# What Do You Think Of Anne Burrell?



## boar_d_laze (Feb 13, 2008)

Anne Burrell first hit the Food Network as Mario's sous during Iron Chef America comps. Now she has two shows on FN -- one cooking, one contest. 

I like her cooking show, she does some very straightforward dishes while teaching important technique without making too much of a big deal out of it. The contest show, "Worst Cooks," looks like mindless and humiliating fun -- in other words, standard reality fare. Still, I like her there as well. 

All in all, she's either the very best or one of the few best cooks/teachers on the FN. 

What do you dudes and dudesses think?

BDL


----------



## phatch (Mar 29, 2002)

never heard of her.


----------



## dillonsmimi (Dec 2, 2009)

She was the tiny blond sous that had Mario's back. Always thought she would step up into a bigger pair of clogs.


----------



## petemccracken (Sep 18, 2008)

Pretty highly, until she "took on" "Worst Cooks"!


----------



## ed buchanan (May 29, 2006)

Ann knows her onions, and has held her own with many a guy in the NY rest. scene. She came up through the kitchens and has paid her dues. I would love to work with her.


----------



## kyheirloomer (Feb 1, 2007)

As a cook and teacher I think she's first rate. Mario Batalli doesn't suffer fools, let alone put them in charge of restaurants. So that should be a clue. 

Her show (Secrets of a Restaurant Chef) is a little over the top. But that's what FN wants cuz its "good television." The difference between her's and other similar shows is that Anne knows what she's doing, and can teach it without being preachy. The only down side is that she tries too hard for some of the cutesy stuff, which I can do without. After all, that's why we have Rachael Ray.

The new show is really feeble, IMO, even for "reality." Nobody seems to know who this Beau McMillion is, and my guess is that they needed somebody like her to carry it. Given the way things are, though, I'm sure it will be one of their most highly rated offerings this season.


----------



## suzanne (May 26, 2001)

All I know about her is that she was the chef at (now-closed) Centro Vinoteca, which was very well-reviewed and popular -- the only time I tried to go, it was packed with a couple-of-hours wait. What I remember is that all the reviews and comments talked about how terrific the fried stuff was. I had no idea no idea she was on TV -- but then, since I don't have one, how could I? :lol:


----------



## boar_d_laze (Feb 13, 2008)

No delete option on the edit screen, yet [deleted ] all the same.

BDL


----------



## chefray (Sep 29, 2009)

I'll say, of the Food Network's offerings, it's Anne, Nigella, and Alton at the top.


----------



## docsmith (Aug 4, 2008)

Shes OK, and I don't mean than in a negative 'ok' but a positive way.

Shes not my favorite personallity, but her cooking show is good, and she doesn't make me want to commit homicide like even a cameo by Rachael Ray does. I feel I'm actually _learning_ something watching her.

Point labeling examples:

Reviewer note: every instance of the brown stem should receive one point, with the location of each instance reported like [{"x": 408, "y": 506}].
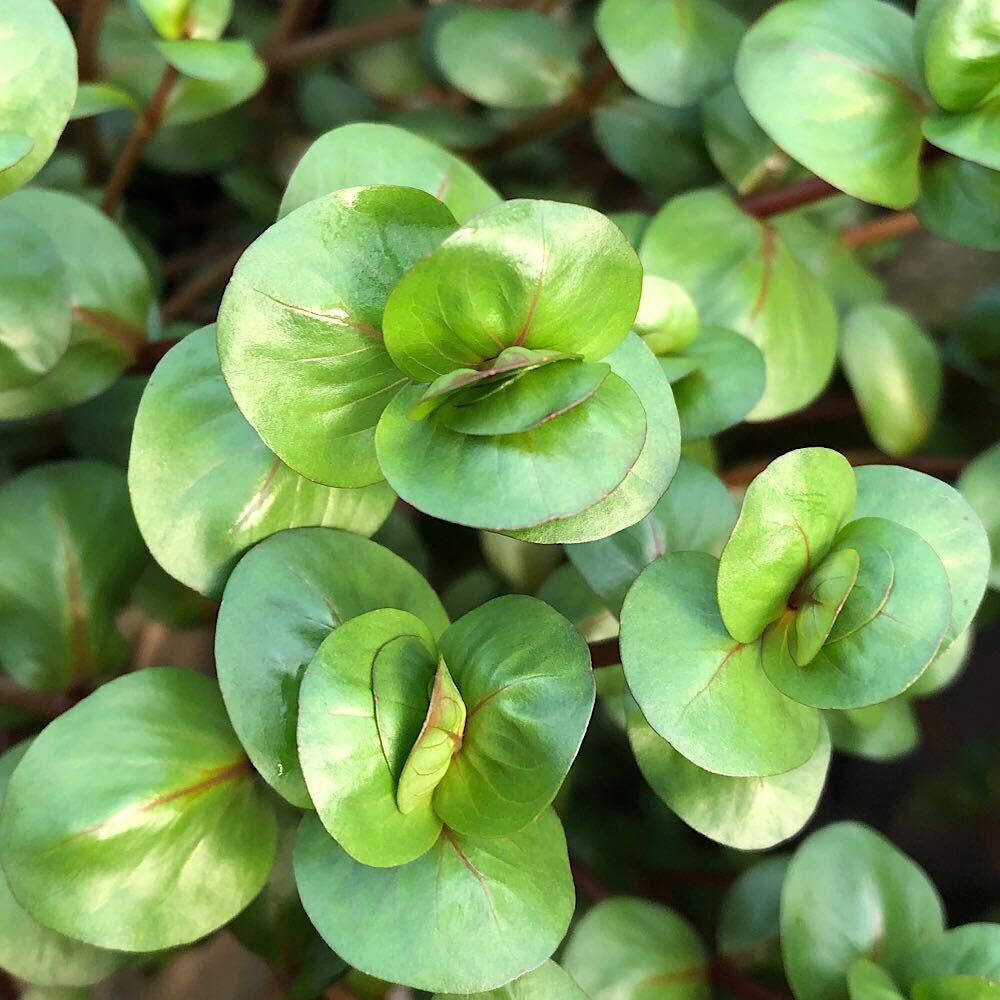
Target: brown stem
[
  {"x": 552, "y": 118},
  {"x": 200, "y": 284},
  {"x": 146, "y": 124},
  {"x": 886, "y": 227},
  {"x": 805, "y": 192}
]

§ **SET EXERCISE 1**
Copy out the stretch of the Anne Burrell forum thread from "She was the tiny" through "(Sep 18, 2008)".
§ **SET EXERCISE 2**
In the Anne Burrell forum thread, which three Food Network hosts does chefray put at the top?
§ **SET EXERCISE 3**
Carry on the Anne Burrell forum thread from its last line.
This material is separate from the forum thread about Anne Burrell.

§ **RESULT 1**
She was the tiny blond sous that had Mario's back. Always thought she would step up into a bigger pair of clogs.


----------



## petemccracken (Sep 18, 2008)

§ **RESULT 2**
Anne, Nigella, and Alton.

§ **RESULT 3**
That er *ahem* large redhead chef who is Kat Cora's sous chef on iron chef looks good as well, when I see her with Cora its almost always a win, when shes not there I've noticed her odds go down.


----------



## mikelm (Dec 23, 2000)

*"She was the tiny blond sous..." *

Umm... that must have some time ago.

She's not one of my favorites on FTV, but it's pleasing to have Suzanne's testimony that she has been a more-than-competent chef in a popular NYC restaurant.

I watched her just today doing a jokey-hokey kitchen duet with Guy Fieri (they must use the same hairdresser) and it was sort of equal parts mildly irritating and mildly entertaining. Their recipes, however, looked pretty good.

Mike

burgeoning TV critic :smoking:


----------



## ed buchanan (May 29, 2006)

I would call Fiery more a TV personality then a cook or chef I don't think he is in her league.


----------



## petalsandcoco (Aug 25, 2009)

She has a strong personality , "no fuss, no frills" type of gal. But I will say this, she knows her stuff.
I watched her awhile ago and her technique for Risotto was dead on. She shows alot of "how to" for the audience.
I think the media is very hard on her for nothing.


----------



## schmoozer (Jan 10, 2010)

I don't know what people see in Nigella, but thetre must be something to her as a lot of folks like her. Is it her cooking, her personality, or her looks?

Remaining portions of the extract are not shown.